━━━━━ Texto de origen

Nuestro flamante Nobel, Camilo José Cela, escribió un texto que refleja a las mil maravillas la hostilidad que el ajedrez inspira a estos autores. Se trata de Mrs. Caldwell habla a su hijo, donde el ajedrez parece proyectar todas las penumbras del alma. Ésta es la admonición de la Sra. Caldwell:

«Los más violentos odios, hijo mío, las más hondas simas del odio, se abren entre los eruditos, los músicos y los jugadores de ajedrez. (…)

El ajedrez, Eliacim, es un juego para almas astigmáticas, algo que debemos apartar de nosotros como un cáliz amargo. Sólo cuando esto hagamos, Eliacim, y los hombres recobren la libertad que les permite mover las piezas como les dé la gana, podremos encararnos, sin demasiados agobios, con esta breve vida que se nos escapa como una rueda por la cuesta abajo«.

6. Superioridad intelectual, vanidad

El tema de la superioridad intelectual, derivada de una mayor habilidad en ajedrez, aparece en diversos escritos. Esa superioridad, obviamente, sólo lo es en la medida en que los jugadores, que a la vez son los intérpretes de la ficción, pero que podrían ser igualmente de carne y hueso, así lo resienten en su espíritu.

El famoso creador de Tarzán, Edgar Rice Burroughs, escribió un librito poco conocido, El ajedrez vivo de Marte, en el que nos describe la versión marciana del juego-rey, el jetan, que podía jugarse de dos formas: sobre un tablero con piezas (eso sí, negras y anaranjadas), y en forma de ajedrez viviente, donde las piezas (humanas) luchan a muerte por la posesión de una casilla (algo no muy distinto a lo que sucede en nuestros días en el ajedrez de competición). El prólogo es muy ilustrativo:

Como de costumbre, Shea acababa de ganarme al ajedrez, y yo, también como de costumbre, había recurrido a la dudosa satisfacción que podía proporcionarme el acusarle de debilidad mental, llamando su atención por enésima vez sobre la afirmación, convertida en teoría por algunos científicos, de que los grandes ajedrecistas suelen hallarse entre niños menores de doce años, adultos que pasan de setenta y personas de mentalidad deficiente; teoría que olvido con ligereza en las raras ocasiones en que gano.

━━━━━━━━━━
━━━━━ Información proporcionada

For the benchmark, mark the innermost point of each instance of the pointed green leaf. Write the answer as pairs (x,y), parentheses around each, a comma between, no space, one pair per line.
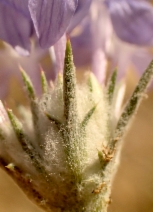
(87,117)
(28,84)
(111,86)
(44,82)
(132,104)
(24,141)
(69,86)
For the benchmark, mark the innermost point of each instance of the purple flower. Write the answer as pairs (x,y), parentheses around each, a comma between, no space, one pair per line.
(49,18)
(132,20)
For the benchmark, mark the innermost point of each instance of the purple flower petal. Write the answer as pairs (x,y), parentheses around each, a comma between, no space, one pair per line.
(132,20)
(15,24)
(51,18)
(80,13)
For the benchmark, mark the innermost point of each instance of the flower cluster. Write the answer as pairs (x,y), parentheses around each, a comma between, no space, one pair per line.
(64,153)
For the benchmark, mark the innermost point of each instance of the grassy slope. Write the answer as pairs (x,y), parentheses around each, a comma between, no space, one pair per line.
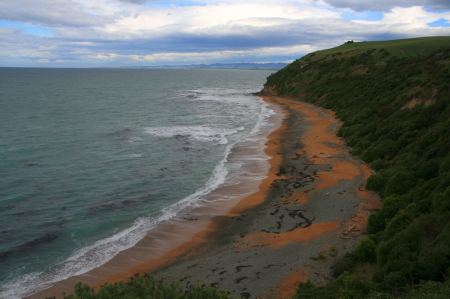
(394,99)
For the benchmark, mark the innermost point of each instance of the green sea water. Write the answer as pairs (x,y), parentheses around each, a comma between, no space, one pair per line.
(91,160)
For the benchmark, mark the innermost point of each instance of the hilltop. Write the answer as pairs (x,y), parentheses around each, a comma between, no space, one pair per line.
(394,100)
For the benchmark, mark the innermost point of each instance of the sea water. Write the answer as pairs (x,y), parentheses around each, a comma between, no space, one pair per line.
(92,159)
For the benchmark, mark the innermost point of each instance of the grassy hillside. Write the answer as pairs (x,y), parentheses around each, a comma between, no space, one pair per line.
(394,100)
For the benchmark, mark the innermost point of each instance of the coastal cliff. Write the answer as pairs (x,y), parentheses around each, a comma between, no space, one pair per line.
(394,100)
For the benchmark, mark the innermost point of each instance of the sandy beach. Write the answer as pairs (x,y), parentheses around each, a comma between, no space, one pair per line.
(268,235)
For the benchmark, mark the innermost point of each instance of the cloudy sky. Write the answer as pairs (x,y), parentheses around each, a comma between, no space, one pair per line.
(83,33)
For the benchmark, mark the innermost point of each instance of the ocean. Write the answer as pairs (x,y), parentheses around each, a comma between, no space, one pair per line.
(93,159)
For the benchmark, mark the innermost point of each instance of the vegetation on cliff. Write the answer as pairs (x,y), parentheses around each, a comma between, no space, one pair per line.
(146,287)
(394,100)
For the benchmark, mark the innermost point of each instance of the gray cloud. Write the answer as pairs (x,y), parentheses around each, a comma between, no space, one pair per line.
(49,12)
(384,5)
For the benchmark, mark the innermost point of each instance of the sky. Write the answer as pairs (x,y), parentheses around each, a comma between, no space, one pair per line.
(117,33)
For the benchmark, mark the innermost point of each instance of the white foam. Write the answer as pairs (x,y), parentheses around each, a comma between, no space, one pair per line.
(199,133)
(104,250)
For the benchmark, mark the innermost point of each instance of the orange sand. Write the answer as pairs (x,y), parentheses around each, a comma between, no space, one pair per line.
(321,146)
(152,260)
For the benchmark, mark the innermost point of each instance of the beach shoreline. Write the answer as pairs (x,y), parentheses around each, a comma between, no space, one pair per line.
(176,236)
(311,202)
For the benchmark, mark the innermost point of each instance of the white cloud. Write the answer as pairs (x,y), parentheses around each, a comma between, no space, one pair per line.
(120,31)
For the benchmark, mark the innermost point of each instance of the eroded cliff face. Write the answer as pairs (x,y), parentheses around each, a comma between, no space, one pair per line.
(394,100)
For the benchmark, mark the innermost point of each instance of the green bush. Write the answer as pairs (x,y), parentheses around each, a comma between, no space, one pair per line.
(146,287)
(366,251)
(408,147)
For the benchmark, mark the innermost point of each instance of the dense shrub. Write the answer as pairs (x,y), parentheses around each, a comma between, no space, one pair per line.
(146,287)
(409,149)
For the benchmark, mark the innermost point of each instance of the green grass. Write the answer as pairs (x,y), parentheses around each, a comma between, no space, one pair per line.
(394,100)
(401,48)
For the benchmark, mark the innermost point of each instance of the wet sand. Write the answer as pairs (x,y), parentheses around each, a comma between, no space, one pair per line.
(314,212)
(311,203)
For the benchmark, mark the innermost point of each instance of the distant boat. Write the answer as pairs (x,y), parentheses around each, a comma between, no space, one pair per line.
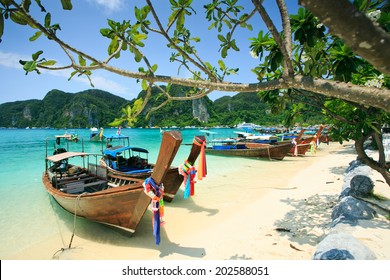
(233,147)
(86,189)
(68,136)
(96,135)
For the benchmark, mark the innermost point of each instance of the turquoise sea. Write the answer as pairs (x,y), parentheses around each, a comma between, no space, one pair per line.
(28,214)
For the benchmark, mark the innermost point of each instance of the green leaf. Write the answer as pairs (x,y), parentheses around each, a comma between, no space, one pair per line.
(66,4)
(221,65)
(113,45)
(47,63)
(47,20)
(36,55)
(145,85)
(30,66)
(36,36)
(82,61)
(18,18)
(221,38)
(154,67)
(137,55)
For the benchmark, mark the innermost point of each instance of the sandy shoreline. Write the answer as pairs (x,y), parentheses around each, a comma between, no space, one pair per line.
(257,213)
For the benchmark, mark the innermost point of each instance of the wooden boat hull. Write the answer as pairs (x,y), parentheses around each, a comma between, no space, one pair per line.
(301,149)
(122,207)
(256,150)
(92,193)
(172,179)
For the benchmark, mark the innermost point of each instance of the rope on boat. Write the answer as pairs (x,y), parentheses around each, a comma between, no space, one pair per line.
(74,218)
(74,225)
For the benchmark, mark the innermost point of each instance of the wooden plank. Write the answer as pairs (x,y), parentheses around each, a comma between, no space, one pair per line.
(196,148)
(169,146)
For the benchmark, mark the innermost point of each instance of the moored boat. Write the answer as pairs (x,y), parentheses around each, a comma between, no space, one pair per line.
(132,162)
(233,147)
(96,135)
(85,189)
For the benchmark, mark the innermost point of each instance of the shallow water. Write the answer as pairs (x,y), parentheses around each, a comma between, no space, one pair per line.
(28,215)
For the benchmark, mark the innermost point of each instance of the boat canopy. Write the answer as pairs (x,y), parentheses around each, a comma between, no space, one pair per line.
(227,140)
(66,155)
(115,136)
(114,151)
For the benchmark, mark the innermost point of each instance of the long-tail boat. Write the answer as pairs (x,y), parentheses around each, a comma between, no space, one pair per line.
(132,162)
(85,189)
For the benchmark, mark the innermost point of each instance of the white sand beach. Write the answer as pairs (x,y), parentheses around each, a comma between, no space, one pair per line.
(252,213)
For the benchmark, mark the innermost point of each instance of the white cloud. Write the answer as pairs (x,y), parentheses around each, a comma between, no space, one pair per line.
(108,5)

━━━━━━━━━━

## Tu tarea
Por favor, copia literalmente el fragmento del texto sobre el ajedrez en la literatura que va desde "El tema de la" hasta "en su espíritu.". No hace falta consultar los datos.

## Resultado
El tema de la superioridad intelectual, derivada de una mayor habilidad en ajedrez, aparece en diversos escritos. Esa superioridad, obviamente, sólo lo es en la medida en que los jugadores, que a la vez son los intérpretes de la ficción, pero que podrían ser igualmente de carne y hueso, así lo resienten en su espíritu.